### 抜粋:
冷蔵庫の中にビールがないので、水を飲んでいる。
寝不足と二日酔いが重なってフラフラなのだが、これを書くことにした。
我ながら思うことがある。
若い頃は、四十代なんて大人だと思っていた。
ところが私ときたら、四十代になっても子供の頃からあまり変わらない。
それは良くも悪くもだ。
考えてみれば、変わるチャンスは幾らでもあったはずだ。
なのに変わろうとしなかったし、変わりたくもなかった。
なぜなら、自分の中にある幼稚性を愛していたからに他ならないのである。
人はよく私のことを見て、楽しそうだと言う。
この歳になって、我を忘れて弾けられるということは楽しいのだろう。
記憶がなくなるまで豪快に飲み、あとから客観的に見ても笑えるということはたぶん幸せ者なのだろう。
なぜ、私は楽しい酒が飲めるのかについて考えてみた。
自分の中に後ろめたさがないからではないか。
酒に酔うことを恐れて、人前では飲まない人もいる。
ところが、私は平気で誰の前でも泥酔することができる。
そんな自分のことが、たまに愛おしく思うわけで。
自信がないと言いながら、自己信頼はしているからこそ、楽しい酒を飲むことができる。
そのようなことを、ふと思った。
誰とは言わないが、ウチの母さんは極めて酒グセが悪い。
自分のことが嫌いで、信頼できないからだそうだ。
だけど母さんは、私の何倍も正直すぎる人間だ。
その分、私より数倍人間というものに傷つきながら生きている。
もう少し母さんが鈍感な人だったら、世の中で孤立することはないのにと思ってしまう。
しかし、多かれ少なかれ極端な繊細さを持つ母さんのDNAを受け継いだからこそ私は『ロックンローラー』という小説が書けたわけだ。

### データ:
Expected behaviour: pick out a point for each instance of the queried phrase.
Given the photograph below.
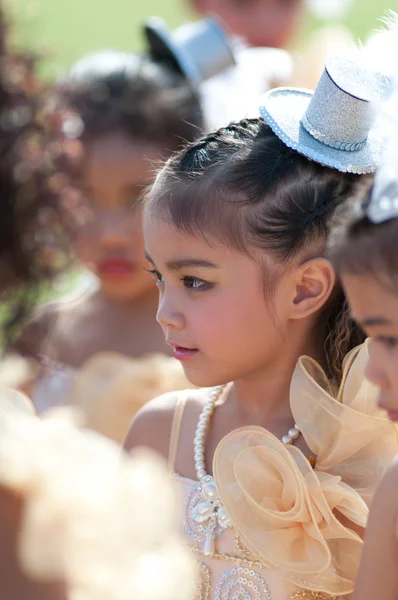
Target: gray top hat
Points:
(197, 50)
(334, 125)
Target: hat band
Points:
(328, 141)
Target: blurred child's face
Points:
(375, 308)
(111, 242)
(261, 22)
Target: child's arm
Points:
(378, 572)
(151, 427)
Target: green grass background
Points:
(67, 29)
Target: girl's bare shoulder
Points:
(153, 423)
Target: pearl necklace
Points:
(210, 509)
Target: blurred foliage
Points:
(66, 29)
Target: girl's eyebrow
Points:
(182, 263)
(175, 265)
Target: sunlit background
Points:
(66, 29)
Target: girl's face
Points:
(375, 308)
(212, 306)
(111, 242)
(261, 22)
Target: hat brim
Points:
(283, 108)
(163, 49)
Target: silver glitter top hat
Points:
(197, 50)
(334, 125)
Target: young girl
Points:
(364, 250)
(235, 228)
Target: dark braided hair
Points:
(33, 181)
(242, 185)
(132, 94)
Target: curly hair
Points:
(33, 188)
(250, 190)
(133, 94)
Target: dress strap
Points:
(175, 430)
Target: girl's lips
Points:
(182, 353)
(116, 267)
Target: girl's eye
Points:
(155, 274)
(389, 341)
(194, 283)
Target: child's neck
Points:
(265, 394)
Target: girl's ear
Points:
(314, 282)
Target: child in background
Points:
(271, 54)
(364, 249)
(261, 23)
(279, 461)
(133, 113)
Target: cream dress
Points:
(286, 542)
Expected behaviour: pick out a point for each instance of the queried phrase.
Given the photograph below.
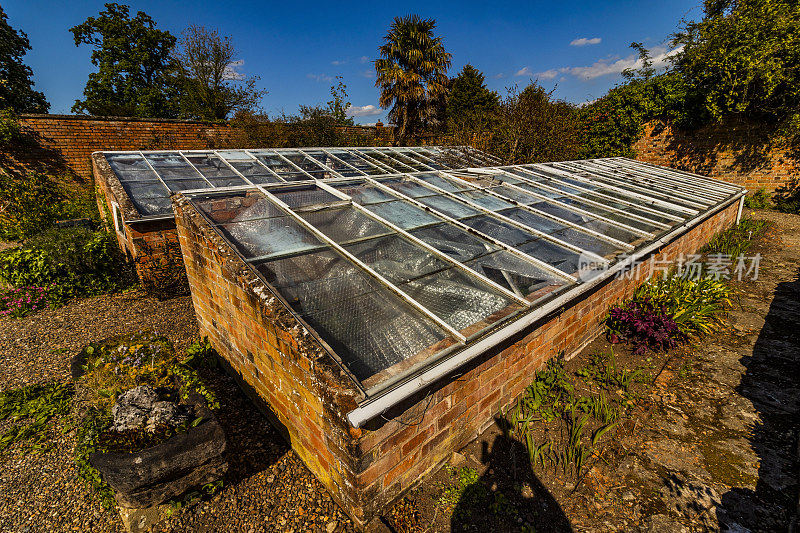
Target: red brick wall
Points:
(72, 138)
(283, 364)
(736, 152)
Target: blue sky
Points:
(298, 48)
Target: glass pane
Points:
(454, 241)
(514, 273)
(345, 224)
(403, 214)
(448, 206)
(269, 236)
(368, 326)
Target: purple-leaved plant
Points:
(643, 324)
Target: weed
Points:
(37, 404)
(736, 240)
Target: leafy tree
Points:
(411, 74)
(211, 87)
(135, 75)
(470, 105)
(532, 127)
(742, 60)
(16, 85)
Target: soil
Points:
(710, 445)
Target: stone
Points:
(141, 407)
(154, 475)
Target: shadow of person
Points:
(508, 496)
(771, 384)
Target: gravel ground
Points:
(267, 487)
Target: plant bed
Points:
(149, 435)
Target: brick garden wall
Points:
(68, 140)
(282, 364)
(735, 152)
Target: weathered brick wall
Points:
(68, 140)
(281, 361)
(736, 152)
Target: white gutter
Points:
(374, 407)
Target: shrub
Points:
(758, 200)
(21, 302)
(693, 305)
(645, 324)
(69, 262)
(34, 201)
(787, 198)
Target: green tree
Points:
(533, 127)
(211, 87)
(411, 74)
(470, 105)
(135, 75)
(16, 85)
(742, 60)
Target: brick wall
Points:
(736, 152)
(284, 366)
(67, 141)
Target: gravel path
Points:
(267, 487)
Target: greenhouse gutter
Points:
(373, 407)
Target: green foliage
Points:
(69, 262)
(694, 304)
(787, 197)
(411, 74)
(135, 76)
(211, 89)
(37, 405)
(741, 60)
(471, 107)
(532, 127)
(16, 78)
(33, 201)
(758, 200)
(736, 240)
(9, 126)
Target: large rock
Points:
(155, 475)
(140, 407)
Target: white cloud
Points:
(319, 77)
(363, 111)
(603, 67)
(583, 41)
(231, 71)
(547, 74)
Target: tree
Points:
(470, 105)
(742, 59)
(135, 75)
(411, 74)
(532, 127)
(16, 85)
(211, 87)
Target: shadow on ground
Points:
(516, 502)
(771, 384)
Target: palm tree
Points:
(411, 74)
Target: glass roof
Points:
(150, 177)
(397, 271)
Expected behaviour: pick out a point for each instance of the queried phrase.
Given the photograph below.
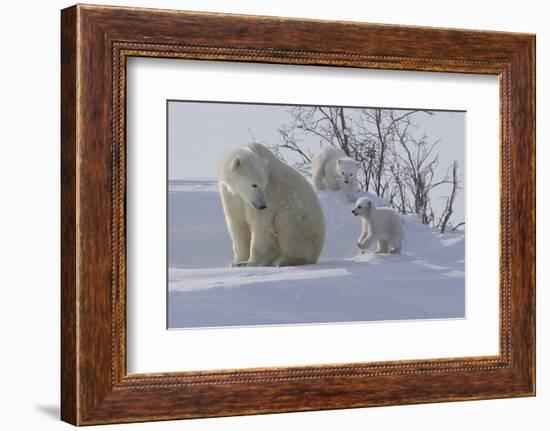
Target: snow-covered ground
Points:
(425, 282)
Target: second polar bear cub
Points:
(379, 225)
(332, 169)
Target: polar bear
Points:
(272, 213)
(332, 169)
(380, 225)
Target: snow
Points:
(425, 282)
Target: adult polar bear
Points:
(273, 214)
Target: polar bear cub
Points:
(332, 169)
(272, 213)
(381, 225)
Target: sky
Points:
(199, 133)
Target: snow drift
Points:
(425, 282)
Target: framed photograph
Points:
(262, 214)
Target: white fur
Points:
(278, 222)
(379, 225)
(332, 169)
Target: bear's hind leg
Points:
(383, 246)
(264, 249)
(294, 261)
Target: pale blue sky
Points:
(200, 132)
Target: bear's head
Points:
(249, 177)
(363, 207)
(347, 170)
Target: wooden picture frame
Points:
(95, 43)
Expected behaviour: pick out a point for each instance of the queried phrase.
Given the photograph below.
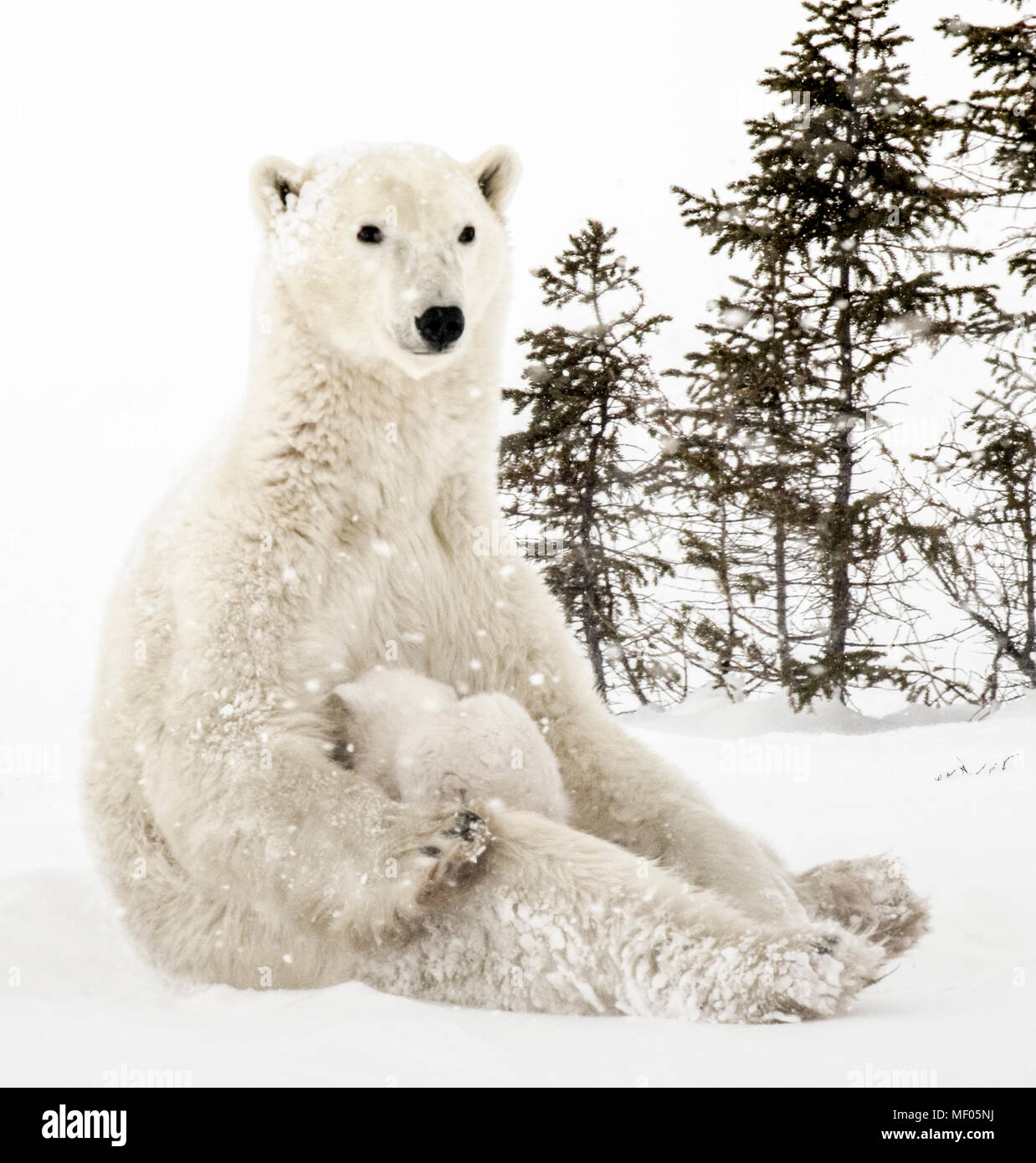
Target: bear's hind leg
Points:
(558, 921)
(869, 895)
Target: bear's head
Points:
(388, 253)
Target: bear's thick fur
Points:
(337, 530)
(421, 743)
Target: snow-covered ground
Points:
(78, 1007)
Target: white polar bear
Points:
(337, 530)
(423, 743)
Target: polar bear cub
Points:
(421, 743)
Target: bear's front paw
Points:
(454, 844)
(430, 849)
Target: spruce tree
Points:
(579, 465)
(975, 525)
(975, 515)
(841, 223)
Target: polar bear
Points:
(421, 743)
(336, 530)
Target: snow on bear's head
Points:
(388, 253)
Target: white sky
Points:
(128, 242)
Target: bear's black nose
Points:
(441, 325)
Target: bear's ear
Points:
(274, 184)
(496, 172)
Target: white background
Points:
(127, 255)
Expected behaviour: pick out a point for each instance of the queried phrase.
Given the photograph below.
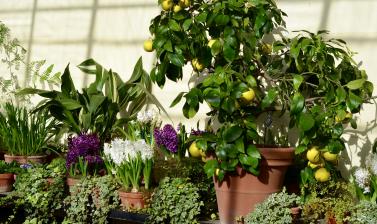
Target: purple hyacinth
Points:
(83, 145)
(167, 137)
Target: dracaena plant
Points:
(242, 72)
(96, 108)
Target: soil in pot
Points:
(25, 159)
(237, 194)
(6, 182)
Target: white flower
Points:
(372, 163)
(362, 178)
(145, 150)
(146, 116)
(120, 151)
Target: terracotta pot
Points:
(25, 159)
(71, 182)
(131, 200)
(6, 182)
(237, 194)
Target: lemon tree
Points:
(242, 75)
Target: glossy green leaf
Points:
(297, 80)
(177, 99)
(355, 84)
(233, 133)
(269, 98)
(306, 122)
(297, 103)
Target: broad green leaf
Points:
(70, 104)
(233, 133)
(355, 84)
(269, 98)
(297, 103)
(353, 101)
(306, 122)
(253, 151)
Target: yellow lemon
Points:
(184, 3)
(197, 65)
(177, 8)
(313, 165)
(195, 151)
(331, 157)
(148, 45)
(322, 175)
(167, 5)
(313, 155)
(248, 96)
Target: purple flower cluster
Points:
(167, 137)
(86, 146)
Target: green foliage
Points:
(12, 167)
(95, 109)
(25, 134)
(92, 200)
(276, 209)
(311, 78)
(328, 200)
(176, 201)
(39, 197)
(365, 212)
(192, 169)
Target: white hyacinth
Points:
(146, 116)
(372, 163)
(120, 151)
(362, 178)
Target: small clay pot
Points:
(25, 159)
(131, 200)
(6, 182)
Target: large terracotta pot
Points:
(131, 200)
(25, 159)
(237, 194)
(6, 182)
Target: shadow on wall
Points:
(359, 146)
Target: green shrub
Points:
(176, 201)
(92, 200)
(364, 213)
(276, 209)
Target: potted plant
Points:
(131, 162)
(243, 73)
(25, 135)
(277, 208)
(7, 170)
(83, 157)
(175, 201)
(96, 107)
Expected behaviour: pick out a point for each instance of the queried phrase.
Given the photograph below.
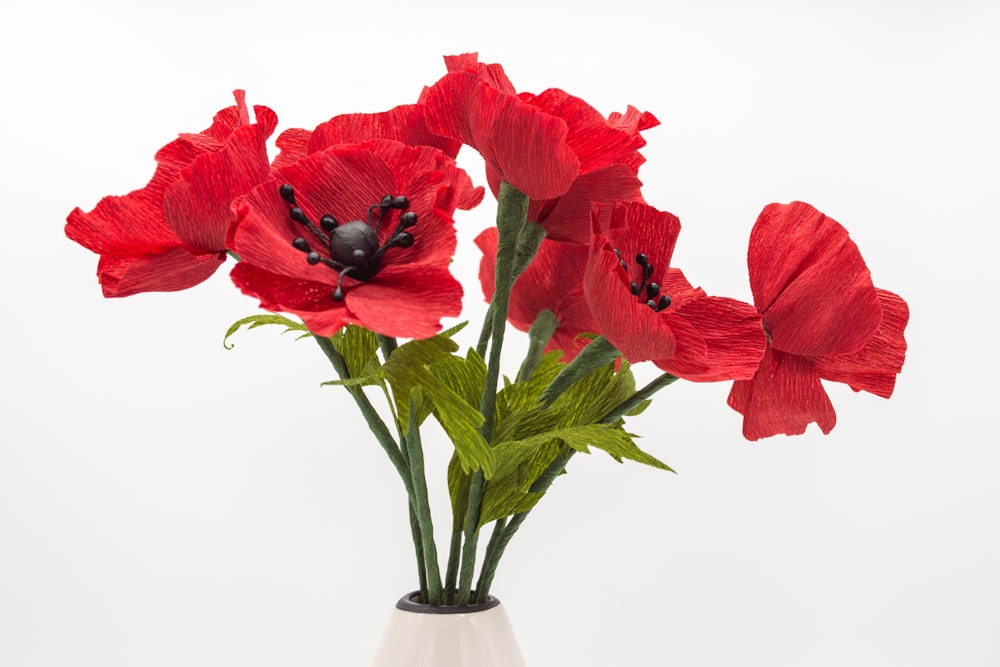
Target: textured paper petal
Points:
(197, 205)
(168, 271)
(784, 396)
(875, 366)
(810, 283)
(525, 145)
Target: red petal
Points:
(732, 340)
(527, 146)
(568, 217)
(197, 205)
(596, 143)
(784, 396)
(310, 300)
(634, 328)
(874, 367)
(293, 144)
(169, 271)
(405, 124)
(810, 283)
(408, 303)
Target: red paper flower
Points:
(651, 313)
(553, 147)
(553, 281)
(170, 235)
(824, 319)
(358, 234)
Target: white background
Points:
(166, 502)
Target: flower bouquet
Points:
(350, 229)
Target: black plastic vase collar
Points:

### 課題 1:
酒と自分についての文章を読み、次の問いに答えてください。
(a) 冷蔵庫にビールがないため、書き手は何を飲んでいるか。
(b) 若い頃、書き手は四十代をどのようなものだと思っていたか。
(c) 母のDNAを受け継いだからこそ書けたという小説の題名は何か。
### 課題 2:
酒と自分についての文章の続きを、最後の一文の後から書いてください。

### 模範解答 1:
(a) 書き手は水を飲んでいる。
(b) 書き手は、四十代なんて大人だと思っていた。
(c) 小説の題名は『ロックンローラー』である。

### 模範解答 2:
私の中にある極端さは、まさに母さん譲り。
それでも私には、母さんの極端な繊細さは痛々しく見える。
母さんは、酒が入るとネガティブになり、泣いたり死にたいと言ったりする。
誰かと笑ってしまうくらい羽目を外したりできないのだ。
母さんからすると、私は警戒心の欠片もなく、危なっかしいそうだ。
私としては、警戒心など要らなくないか?と思ってしまう。
警戒心なんてものを持っているからこそ、人と楽しい酒が飲めないのだ。
生きる上で重要なことは、あくまでも私の場合だが、如何に楽しい酒を酌み交わすことができるかである。
いっそのこと、断言してやる。
ある意味私は開き直っている。
私って云う人間は、歩く「社会問題」のようでありながら、根っこの部分は太陽のように明るいのだ。
だから人々と楽しい酒が飲める。
大袈裟に言うならば、私には人々を照らすことができる。
キーワードになるのは、人間臭さ。
大いに泣き、大いに笑い、大いに暴れる姿から、人々は何を得るかというと安心感だ。
私だって俺だって、泣きたい時には泣けばいい。
そんな風に感じてくれる人がいることを、私は知っている。
毎日毎日書いていても、やはり伝わらないのだなと思うこともある。
一度私と一緒に酒を飲んでくれた人は、私のことを忘れないだろう。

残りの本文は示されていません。